DIRECTIONS: Can you write out all the records again, switching every "pointer" to "annotator" and leaving everything else the same?

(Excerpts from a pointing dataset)
• • • •
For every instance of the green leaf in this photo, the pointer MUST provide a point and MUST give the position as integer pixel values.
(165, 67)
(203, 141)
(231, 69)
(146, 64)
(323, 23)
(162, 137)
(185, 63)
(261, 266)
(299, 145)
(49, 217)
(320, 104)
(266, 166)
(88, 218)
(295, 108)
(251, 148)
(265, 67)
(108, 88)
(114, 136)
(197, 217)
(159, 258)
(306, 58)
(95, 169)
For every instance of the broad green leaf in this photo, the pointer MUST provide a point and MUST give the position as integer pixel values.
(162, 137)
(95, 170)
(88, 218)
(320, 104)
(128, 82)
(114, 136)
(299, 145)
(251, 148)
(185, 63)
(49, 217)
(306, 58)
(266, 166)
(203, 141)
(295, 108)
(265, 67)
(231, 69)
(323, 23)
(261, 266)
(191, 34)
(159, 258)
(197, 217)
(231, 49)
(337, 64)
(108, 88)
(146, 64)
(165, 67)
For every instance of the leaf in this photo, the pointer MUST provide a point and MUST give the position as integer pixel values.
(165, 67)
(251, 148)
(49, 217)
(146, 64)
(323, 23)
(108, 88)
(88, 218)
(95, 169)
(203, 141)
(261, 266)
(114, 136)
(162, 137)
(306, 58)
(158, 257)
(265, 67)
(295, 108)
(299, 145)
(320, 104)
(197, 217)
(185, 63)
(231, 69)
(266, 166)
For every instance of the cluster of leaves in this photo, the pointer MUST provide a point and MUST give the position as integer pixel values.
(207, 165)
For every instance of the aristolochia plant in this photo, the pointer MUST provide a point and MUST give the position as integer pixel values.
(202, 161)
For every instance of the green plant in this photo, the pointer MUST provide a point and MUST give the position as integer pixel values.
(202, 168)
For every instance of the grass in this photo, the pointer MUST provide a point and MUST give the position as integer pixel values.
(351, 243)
• • • •
SOLUTION:
For every instance of the green leaf in this photo, the annotator MUST provide a point and MUST give the position as integer pixel values.
(165, 67)
(203, 141)
(231, 69)
(146, 64)
(323, 23)
(162, 137)
(185, 63)
(261, 266)
(299, 145)
(49, 217)
(320, 104)
(266, 166)
(88, 218)
(295, 108)
(251, 148)
(265, 67)
(108, 88)
(114, 136)
(197, 217)
(159, 258)
(306, 58)
(95, 169)
For every instance of the broad green leaf in this photo, the annotator MUST provide a point and MUST give the position as integer pixel values.
(162, 137)
(95, 170)
(88, 218)
(320, 104)
(128, 82)
(114, 136)
(299, 145)
(251, 148)
(185, 63)
(49, 217)
(306, 58)
(266, 166)
(203, 141)
(295, 108)
(265, 67)
(231, 69)
(323, 23)
(261, 266)
(191, 34)
(159, 258)
(197, 217)
(231, 49)
(337, 64)
(108, 88)
(146, 64)
(165, 67)
For every instance of the leaf in this photo, the annotator MUST provide a point and MUST give the position as integer pixel values.
(165, 67)
(251, 148)
(49, 217)
(146, 64)
(323, 23)
(108, 88)
(88, 218)
(95, 169)
(203, 141)
(261, 266)
(114, 136)
(162, 137)
(306, 58)
(158, 257)
(265, 67)
(295, 108)
(299, 145)
(320, 104)
(197, 217)
(185, 63)
(231, 69)
(266, 166)
For every instance of the cluster of leaves in this photo, the annotator MUST provide a point and MUST give the position as integer pixel values.
(207, 165)
For every instance of the aristolochia plant in this photo, the annotator MUST provide a point and MUST give the position as integer pixel values.
(202, 161)
For every instance of the green plant in this photo, the annotator MUST provide a point and MUST give the position as integer pixel values.
(202, 168)
For every instance of the grass in this photo, the annotator MUST provide a point and MUST give the position as integer pixel values.
(351, 243)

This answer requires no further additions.